TASK REQUIREMENTS: Pick out each line in the records that contains the word "positive" and copy those lines.

Content starts

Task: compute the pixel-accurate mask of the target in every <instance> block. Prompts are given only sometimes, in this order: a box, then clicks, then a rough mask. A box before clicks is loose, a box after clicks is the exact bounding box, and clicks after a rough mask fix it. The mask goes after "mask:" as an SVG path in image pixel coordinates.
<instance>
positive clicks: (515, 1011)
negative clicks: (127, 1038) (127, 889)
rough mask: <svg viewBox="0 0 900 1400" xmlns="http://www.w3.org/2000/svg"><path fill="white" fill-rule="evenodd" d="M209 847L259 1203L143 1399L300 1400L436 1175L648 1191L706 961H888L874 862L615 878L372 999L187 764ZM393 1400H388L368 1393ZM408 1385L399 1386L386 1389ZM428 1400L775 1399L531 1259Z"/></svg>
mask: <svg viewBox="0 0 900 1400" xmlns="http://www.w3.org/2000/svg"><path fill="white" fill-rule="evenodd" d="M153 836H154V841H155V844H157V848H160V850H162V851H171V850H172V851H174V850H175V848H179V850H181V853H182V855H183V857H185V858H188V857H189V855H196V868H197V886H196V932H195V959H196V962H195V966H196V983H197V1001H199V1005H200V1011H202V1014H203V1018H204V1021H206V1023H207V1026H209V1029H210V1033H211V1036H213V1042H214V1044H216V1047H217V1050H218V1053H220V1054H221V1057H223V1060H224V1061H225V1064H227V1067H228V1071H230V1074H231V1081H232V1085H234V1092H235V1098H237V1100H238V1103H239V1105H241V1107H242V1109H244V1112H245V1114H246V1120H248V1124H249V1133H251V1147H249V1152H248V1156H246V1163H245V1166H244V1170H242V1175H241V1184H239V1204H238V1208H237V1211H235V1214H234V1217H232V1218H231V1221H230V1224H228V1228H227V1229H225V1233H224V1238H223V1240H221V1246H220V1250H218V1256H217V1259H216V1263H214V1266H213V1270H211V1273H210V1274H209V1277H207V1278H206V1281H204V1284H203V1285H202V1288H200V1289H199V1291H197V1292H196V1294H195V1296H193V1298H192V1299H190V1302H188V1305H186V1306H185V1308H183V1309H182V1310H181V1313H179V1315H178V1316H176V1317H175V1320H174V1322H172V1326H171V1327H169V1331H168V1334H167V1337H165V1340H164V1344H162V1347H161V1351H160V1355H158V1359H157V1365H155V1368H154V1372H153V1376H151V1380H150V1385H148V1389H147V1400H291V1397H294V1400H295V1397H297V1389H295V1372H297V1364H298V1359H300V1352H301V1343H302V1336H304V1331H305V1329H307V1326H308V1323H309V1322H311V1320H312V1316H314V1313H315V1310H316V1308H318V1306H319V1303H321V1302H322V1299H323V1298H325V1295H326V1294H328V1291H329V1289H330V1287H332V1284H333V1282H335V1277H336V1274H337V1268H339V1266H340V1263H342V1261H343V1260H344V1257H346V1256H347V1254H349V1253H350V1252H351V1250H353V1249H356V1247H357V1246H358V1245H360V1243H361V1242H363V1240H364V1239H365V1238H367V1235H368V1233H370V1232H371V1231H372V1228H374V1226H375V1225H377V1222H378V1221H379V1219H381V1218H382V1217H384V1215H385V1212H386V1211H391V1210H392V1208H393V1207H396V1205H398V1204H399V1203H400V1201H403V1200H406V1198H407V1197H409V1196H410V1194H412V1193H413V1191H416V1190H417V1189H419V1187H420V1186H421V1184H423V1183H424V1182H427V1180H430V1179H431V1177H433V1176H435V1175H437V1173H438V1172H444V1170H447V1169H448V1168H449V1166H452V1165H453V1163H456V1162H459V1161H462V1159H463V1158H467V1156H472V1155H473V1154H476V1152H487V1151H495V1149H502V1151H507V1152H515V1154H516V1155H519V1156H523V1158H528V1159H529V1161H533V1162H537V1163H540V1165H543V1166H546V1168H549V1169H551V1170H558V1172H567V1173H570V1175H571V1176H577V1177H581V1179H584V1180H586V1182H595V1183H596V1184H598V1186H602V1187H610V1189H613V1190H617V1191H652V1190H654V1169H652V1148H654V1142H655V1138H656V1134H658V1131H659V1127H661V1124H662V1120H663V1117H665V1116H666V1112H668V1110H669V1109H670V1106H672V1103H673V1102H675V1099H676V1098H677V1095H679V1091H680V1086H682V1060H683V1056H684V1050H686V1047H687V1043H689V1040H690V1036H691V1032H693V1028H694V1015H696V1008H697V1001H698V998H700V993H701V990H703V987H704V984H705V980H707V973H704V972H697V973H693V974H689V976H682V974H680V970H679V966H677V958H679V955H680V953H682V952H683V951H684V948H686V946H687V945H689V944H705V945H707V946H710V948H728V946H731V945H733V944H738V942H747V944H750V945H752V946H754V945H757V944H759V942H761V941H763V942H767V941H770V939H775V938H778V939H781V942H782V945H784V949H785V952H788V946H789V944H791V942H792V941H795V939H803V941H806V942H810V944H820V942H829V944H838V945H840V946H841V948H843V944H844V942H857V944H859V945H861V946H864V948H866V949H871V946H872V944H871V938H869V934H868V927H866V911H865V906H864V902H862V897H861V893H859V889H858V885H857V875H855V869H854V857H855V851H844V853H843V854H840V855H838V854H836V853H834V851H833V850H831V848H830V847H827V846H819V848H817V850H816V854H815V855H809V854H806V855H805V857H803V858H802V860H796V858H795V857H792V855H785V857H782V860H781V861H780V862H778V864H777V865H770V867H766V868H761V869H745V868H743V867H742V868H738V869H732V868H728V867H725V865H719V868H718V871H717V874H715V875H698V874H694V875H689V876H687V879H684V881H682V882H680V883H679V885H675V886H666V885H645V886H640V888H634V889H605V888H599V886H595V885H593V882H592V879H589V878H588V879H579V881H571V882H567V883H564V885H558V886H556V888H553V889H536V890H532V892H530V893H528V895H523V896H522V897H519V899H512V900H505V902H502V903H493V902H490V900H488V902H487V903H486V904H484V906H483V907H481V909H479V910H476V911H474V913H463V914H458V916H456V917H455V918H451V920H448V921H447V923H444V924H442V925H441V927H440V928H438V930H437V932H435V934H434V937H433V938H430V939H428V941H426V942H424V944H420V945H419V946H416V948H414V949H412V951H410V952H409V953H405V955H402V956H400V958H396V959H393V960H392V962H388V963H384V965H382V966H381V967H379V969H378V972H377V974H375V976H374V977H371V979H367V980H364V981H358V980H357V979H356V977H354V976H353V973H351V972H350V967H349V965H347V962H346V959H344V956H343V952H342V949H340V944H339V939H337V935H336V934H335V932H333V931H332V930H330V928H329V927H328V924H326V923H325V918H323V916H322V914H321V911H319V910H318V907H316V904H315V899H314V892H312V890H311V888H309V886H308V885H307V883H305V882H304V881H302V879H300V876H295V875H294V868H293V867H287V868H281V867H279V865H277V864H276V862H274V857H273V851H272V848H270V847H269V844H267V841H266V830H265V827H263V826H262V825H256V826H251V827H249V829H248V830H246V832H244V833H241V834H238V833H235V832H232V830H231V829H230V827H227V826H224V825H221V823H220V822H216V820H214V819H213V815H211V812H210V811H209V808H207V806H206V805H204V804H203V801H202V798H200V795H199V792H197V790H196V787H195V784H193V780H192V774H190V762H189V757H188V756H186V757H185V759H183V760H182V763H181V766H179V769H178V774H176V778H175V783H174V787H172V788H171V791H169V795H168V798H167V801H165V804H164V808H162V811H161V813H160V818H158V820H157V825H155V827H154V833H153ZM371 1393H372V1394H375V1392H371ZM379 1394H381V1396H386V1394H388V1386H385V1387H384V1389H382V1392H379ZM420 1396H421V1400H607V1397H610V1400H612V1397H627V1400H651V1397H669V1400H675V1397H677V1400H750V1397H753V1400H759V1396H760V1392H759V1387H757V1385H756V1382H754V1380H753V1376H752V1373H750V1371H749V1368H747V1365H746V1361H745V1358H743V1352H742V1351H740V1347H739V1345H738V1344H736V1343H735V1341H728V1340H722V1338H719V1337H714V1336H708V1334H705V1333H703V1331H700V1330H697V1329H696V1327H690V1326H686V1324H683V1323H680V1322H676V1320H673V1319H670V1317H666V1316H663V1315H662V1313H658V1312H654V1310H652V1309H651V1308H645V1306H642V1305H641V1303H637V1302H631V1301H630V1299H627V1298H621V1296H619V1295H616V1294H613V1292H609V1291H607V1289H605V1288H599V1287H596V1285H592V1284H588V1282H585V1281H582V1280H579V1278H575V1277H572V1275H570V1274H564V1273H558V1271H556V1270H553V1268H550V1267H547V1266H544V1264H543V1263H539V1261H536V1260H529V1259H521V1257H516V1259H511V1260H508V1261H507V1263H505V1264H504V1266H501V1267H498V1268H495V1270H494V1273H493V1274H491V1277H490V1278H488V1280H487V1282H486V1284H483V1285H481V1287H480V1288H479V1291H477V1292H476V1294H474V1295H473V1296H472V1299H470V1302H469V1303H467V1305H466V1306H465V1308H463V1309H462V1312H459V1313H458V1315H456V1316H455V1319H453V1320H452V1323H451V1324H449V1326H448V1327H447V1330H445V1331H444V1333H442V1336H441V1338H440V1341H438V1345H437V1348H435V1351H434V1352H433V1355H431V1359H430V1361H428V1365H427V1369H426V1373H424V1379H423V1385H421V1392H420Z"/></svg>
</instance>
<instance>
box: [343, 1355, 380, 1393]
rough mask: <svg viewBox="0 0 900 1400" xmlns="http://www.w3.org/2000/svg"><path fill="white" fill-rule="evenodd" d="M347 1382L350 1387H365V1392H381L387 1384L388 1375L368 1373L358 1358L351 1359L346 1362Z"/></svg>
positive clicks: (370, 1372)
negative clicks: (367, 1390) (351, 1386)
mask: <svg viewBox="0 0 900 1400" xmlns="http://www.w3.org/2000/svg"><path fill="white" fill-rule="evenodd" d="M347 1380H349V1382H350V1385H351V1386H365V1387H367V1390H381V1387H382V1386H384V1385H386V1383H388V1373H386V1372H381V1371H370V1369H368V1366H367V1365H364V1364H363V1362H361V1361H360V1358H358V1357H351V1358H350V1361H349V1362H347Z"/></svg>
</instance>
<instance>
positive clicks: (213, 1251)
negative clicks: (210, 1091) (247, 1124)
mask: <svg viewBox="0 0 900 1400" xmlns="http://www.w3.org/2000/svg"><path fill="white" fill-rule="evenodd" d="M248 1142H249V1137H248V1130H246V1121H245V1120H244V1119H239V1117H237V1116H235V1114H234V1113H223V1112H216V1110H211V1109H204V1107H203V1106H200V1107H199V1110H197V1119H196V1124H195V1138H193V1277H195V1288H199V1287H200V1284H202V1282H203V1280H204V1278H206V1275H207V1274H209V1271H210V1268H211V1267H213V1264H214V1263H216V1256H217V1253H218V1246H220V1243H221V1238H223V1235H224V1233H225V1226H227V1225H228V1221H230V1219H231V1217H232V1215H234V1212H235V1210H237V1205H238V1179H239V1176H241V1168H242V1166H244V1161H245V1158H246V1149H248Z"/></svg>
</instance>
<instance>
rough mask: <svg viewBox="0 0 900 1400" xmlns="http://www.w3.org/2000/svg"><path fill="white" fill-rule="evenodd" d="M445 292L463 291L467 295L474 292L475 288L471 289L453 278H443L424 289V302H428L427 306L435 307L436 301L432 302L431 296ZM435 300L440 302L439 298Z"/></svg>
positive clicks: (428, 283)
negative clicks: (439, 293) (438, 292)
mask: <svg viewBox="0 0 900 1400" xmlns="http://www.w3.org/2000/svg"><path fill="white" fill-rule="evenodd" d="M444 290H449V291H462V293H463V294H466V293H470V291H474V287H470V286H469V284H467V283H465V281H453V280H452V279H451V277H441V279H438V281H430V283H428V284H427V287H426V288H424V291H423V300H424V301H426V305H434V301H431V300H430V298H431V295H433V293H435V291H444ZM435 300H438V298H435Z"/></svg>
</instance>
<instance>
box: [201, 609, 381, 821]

Content ends

TASK OUTPUT:
positive clicks: (515, 1011)
positive clicks: (370, 1372)
positive clicks: (213, 1251)
positive clicks: (428, 283)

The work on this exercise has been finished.